:: DATA LINES

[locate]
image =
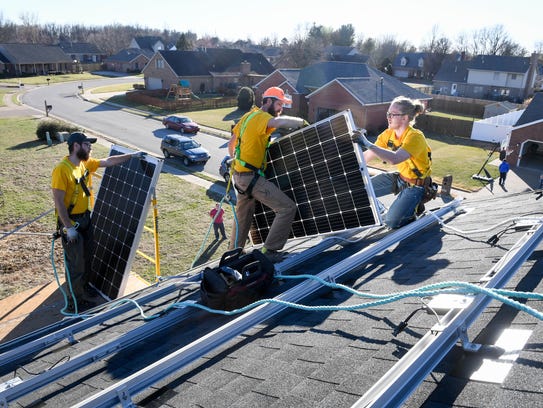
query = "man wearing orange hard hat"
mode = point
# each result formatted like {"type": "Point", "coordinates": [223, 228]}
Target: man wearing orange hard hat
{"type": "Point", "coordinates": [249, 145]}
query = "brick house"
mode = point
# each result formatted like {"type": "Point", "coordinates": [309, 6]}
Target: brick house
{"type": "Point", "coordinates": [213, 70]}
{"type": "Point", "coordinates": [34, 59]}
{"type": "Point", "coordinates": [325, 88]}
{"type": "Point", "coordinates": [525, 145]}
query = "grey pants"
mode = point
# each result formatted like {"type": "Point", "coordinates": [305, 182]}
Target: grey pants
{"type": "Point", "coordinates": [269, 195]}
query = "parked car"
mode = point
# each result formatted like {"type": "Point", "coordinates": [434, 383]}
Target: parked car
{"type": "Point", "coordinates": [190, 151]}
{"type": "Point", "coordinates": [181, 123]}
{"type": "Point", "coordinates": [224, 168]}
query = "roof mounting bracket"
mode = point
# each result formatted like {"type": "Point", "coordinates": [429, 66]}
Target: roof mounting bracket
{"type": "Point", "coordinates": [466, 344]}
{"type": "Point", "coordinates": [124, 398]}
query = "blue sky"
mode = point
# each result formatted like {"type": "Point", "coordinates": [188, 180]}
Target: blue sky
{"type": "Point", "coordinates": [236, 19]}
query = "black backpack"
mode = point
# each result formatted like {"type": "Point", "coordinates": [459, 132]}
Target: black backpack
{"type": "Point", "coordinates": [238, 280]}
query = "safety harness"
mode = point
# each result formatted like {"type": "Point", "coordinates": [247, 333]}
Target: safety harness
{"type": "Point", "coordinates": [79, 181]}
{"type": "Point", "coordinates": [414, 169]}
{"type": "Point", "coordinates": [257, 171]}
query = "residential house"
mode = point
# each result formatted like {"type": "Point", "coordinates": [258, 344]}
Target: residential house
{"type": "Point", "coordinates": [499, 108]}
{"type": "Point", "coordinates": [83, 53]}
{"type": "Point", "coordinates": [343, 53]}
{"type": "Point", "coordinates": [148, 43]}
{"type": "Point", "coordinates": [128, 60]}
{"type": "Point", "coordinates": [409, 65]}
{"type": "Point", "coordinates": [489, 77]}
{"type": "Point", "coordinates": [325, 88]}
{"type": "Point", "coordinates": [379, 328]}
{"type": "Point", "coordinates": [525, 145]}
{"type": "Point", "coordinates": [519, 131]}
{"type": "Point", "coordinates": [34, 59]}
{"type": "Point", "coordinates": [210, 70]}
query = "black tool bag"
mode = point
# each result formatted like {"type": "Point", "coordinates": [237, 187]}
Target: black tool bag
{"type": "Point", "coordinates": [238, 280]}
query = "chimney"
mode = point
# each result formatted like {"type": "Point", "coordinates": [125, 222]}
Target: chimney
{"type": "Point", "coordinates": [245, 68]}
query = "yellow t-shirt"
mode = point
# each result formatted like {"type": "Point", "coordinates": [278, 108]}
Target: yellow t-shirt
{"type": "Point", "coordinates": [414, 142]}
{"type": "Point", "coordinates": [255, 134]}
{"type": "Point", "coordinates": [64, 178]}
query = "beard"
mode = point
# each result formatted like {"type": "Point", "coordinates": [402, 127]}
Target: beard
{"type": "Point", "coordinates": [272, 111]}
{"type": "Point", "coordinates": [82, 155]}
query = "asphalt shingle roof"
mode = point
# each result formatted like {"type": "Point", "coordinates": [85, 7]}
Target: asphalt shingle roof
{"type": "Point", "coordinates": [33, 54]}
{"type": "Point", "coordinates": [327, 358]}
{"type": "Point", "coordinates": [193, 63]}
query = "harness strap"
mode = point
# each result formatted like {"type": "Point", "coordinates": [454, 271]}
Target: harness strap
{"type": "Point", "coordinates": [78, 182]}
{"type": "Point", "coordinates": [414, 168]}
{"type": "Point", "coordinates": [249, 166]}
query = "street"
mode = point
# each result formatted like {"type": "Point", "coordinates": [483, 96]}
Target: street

::::

**DIRECTIONS FOR THIS TASK**.
Collect each line of the records that contains the string "mounting". Case matters.

**TASK RESULT**.
query = "roof mounting bracket"
Target: roof mounting bracket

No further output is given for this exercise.